Echo every line of the material below, character for character, changing nothing.

** START OF DATA EXCERPTS **

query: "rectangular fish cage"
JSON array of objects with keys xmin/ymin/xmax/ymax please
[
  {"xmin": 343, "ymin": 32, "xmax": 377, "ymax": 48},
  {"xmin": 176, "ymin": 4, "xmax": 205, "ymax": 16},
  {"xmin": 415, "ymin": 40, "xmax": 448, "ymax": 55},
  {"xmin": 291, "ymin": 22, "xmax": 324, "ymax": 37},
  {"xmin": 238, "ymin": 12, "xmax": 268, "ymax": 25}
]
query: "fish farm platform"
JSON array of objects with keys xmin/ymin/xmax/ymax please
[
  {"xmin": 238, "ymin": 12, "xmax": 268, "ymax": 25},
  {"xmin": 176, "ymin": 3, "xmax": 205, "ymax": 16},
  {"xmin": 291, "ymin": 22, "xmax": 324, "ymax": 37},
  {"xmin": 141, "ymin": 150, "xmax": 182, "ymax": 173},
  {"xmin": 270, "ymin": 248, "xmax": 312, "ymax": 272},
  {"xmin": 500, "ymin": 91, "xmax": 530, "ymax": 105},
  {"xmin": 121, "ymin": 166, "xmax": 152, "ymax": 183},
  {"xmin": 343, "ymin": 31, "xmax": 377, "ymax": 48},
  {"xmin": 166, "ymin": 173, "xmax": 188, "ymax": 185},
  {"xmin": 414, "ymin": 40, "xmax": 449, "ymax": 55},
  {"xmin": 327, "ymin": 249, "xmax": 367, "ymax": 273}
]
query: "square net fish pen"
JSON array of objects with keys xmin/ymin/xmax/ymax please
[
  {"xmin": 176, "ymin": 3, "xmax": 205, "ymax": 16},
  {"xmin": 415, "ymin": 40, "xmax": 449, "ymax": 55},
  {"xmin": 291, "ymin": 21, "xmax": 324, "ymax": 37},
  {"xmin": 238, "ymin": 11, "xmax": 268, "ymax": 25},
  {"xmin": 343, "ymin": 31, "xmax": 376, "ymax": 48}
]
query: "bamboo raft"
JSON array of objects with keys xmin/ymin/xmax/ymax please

** END OF DATA EXCERPTS **

(SOLUTION TO THE PROBLEM):
query: "rectangular fish cage"
JSON array of objects with keys xmin/ymin/xmax/ymax please
[
  {"xmin": 343, "ymin": 32, "xmax": 377, "ymax": 48},
  {"xmin": 176, "ymin": 4, "xmax": 205, "ymax": 16},
  {"xmin": 415, "ymin": 40, "xmax": 448, "ymax": 55},
  {"xmin": 291, "ymin": 22, "xmax": 324, "ymax": 37},
  {"xmin": 238, "ymin": 12, "xmax": 268, "ymax": 25}
]
query: "fish farm platform"
JSON array of objects with keys xmin/ymin/xmax/ymax please
[
  {"xmin": 238, "ymin": 12, "xmax": 268, "ymax": 25},
  {"xmin": 176, "ymin": 3, "xmax": 205, "ymax": 16},
  {"xmin": 291, "ymin": 22, "xmax": 324, "ymax": 37},
  {"xmin": 141, "ymin": 150, "xmax": 182, "ymax": 173},
  {"xmin": 270, "ymin": 248, "xmax": 312, "ymax": 272},
  {"xmin": 500, "ymin": 91, "xmax": 530, "ymax": 105},
  {"xmin": 121, "ymin": 166, "xmax": 152, "ymax": 183},
  {"xmin": 343, "ymin": 31, "xmax": 377, "ymax": 48},
  {"xmin": 166, "ymin": 173, "xmax": 188, "ymax": 185},
  {"xmin": 414, "ymin": 40, "xmax": 449, "ymax": 55},
  {"xmin": 327, "ymin": 249, "xmax": 367, "ymax": 273}
]
query: "square net fish pen"
JSON array of objects with keys xmin/ymin/xmax/ymax please
[
  {"xmin": 176, "ymin": 3, "xmax": 205, "ymax": 16},
  {"xmin": 415, "ymin": 40, "xmax": 449, "ymax": 55},
  {"xmin": 291, "ymin": 21, "xmax": 324, "ymax": 37},
  {"xmin": 238, "ymin": 11, "xmax": 268, "ymax": 25},
  {"xmin": 343, "ymin": 31, "xmax": 376, "ymax": 48}
]
query: "bamboo raft"
JSON array of objects with keys xmin/ymin/xmax/ymax please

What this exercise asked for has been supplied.